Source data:
---+---
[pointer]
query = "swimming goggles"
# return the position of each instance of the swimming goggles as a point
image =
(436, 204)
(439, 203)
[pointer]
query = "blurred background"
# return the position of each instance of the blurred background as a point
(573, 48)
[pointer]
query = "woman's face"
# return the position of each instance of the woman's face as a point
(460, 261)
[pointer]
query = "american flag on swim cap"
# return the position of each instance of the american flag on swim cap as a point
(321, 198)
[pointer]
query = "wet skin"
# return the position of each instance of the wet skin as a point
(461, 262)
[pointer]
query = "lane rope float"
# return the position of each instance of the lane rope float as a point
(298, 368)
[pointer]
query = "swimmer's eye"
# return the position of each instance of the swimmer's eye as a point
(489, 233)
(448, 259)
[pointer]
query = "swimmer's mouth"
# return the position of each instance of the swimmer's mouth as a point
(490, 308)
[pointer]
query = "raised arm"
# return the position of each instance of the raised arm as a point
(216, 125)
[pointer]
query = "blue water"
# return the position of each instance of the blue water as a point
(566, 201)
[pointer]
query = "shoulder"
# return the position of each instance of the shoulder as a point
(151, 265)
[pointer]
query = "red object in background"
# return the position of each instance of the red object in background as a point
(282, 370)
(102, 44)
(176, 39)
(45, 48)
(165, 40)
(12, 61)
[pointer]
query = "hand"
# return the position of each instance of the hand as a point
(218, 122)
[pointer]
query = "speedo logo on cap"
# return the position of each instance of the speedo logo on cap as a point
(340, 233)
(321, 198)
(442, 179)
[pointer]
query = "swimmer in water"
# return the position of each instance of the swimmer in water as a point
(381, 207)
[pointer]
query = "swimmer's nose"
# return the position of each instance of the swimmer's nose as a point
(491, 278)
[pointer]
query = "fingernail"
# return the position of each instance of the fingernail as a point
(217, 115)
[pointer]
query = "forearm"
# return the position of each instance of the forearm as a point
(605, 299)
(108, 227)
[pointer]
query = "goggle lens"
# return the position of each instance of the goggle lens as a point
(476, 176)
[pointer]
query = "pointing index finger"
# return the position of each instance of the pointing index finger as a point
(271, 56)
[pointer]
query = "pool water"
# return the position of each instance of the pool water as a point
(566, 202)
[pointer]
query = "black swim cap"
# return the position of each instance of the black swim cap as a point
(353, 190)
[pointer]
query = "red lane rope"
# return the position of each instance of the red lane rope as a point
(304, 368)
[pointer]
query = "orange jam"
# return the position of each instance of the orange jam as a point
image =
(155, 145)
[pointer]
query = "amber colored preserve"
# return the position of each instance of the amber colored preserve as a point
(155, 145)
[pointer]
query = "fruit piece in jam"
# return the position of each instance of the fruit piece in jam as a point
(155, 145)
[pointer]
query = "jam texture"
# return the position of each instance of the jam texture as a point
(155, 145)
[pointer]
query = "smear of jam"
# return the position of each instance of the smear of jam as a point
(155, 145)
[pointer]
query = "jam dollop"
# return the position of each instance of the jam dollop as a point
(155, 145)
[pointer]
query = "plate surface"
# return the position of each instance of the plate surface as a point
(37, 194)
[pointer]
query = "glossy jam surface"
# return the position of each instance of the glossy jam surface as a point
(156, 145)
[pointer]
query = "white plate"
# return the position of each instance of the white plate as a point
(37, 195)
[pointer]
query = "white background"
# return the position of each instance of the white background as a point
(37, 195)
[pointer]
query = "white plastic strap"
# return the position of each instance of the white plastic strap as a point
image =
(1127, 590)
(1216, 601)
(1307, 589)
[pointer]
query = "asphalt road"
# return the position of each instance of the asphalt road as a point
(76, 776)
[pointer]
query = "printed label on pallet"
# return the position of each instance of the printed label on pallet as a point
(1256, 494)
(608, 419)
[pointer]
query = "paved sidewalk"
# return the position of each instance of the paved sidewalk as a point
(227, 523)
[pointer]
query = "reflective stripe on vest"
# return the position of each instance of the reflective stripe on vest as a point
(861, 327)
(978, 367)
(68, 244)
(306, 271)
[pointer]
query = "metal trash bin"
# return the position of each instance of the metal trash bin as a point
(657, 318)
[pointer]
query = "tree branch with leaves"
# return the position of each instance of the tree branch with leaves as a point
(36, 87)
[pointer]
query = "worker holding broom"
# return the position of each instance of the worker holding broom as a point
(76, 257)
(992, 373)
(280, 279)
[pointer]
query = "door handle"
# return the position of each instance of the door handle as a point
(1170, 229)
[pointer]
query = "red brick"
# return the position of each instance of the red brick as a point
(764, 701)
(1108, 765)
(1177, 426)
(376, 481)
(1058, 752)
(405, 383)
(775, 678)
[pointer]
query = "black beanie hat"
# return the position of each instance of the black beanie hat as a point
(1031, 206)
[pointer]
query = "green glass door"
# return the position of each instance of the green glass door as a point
---+---
#### Exercise directions:
Copy out every record exactly.

#### Task output:
[pointer]
query = "swimming goggles"
# return the position of each instance of the swimming goggles as a point
image =
(436, 204)
(439, 203)
[pointer]
query = "blurred background"
# return the position of each instance of the blurred background as a point
(573, 48)
[pointer]
query = "woman's face"
# return the position of each instance of the woman's face as a point
(460, 261)
[pointer]
query = "american flag on swim cap"
# return the position of each instance of the american flag on swim cap as a point
(321, 198)
[pointer]
query = "wet skin"
# return the position of each instance of the wet skin as a point
(461, 262)
[pointer]
query = "lane rope float"
# return the position of each instance of the lane rope float as a point
(298, 368)
[pointer]
query = "swimmer's eye"
# return the position of each instance of the swimmer's eye as a point
(489, 233)
(448, 259)
[pointer]
query = "swimmer's mouth"
# return the position of each instance of the swimmer's mouth as a point
(490, 308)
[pointer]
query = "raised arm"
# return the position of each instance of the raised arm as a point
(216, 125)
[pointer]
query = "blue water"
# return the position of each instance of the blue water as a point
(566, 201)
[pointer]
query = "shoulder"
# return the position of each instance of the shoulder as a point
(151, 265)
[pointer]
query = "red object in background"
# return the position of each instance of the red object in background as a point
(282, 370)
(102, 44)
(176, 39)
(45, 48)
(165, 40)
(12, 61)
[pointer]
query = "hand"
# return the position of each instance of the hand as a point
(218, 122)
[pointer]
query = "speedo logo on cap"
# return the position of each instance of the speedo logo on cap as a point
(340, 233)
(321, 198)
(442, 179)
[pointer]
query = "swimmer in water"
# return the position of each instance of the swimmer in water as a point
(381, 207)
[pointer]
query = "swimmer's nose"
# return the position of each instance of the swimmer's nose as a point
(491, 278)
[pointer]
query = "fingernail"
# return the position of each instance of the fingernail as a point
(217, 115)
[pointer]
query = "forearm"
# return the position of each instance of the forearm as a point
(605, 299)
(108, 227)
[pointer]
query = "goggle lens"
# return the position of each instance of the goggle lens as a point
(476, 176)
[pointer]
query = "pointing index finger"
# return the position of each instance of the pointing index finger as a point
(271, 56)
[pointer]
query = "pool water"
# return the position of each instance of the pool water as a point
(566, 202)
[pointer]
query = "black swim cap"
# return the position of each instance of the black swim cap as a point
(353, 190)
[pointer]
query = "red lane rope"
# return the position of each instance of the red lane rope as a point
(304, 368)
[pointer]
query = "orange jam"
# return the position of each instance of the orange jam as a point
image =
(155, 145)
[pointer]
query = "amber colored preserve"
# return the position of each instance of the amber colored preserve as a point
(155, 145)
[pointer]
query = "fruit piece in jam"
# return the position of each instance of the fruit piece in jam as a point
(155, 145)
[pointer]
query = "jam texture"
# return the position of each instance of the jam texture as a point
(155, 145)
[pointer]
query = "smear of jam"
# return the position of each instance of the smear of jam as a point
(155, 145)
[pointer]
query = "jam dollop"
# return the position of each instance of the jam dollop as a point
(155, 145)
[pointer]
query = "plate surface"
# return the position of each instance of the plate surface as a point
(37, 194)
[pointer]
query = "glossy jam surface"
# return the position of each instance of the glossy jam surface as a point
(156, 145)
[pointer]
query = "white plate"
# return the position of each instance of the white plate as a point
(37, 195)
[pointer]
query = "white background"
# return the position of each instance of the white background as a point
(37, 195)
[pointer]
query = "white plastic strap"
# return the position of each instance of the white plastic strap as a point
image =
(1127, 590)
(1216, 601)
(1307, 589)
[pointer]
query = "asphalt road"
# return the position of each instance of the asphalt road as a point
(76, 776)
[pointer]
query = "printed label on pallet"
# return the position of each instance of the printed label on pallet as a point
(1256, 494)
(608, 419)
[pointer]
query = "paved sidewalk"
# return the position of each instance of the paved sidewalk as a point
(227, 523)
[pointer]
query = "reflective stripe on vest"
# return the position of each instance of the reflective stripe on vest as a point
(861, 327)
(978, 367)
(68, 244)
(306, 271)
[pointer]
query = "metal trash bin"
# return the position of each instance of the metal trash bin as a point
(657, 318)
[pointer]
query = "tree branch with leaves"
# return the position of each instance of the tree branch with leaves as a point
(36, 87)
[pointer]
query = "worker holding broom"
# return the position of each instance of the worker holding broom as a point
(76, 257)
(992, 373)
(280, 279)
[pointer]
query = "door handle"
# return the position of each instance of the door handle as a point
(1170, 229)
[pointer]
query = "red brick"
# return the position of each instance of the red brick as a point
(764, 701)
(1108, 765)
(1177, 426)
(376, 481)
(1058, 752)
(405, 383)
(775, 678)
[pointer]
query = "black beanie hat"
# return the position of each instance of the black beanie hat as a point
(1031, 206)
[pointer]
query = "green glass door"
# return the position of each instance of the green glass door as a point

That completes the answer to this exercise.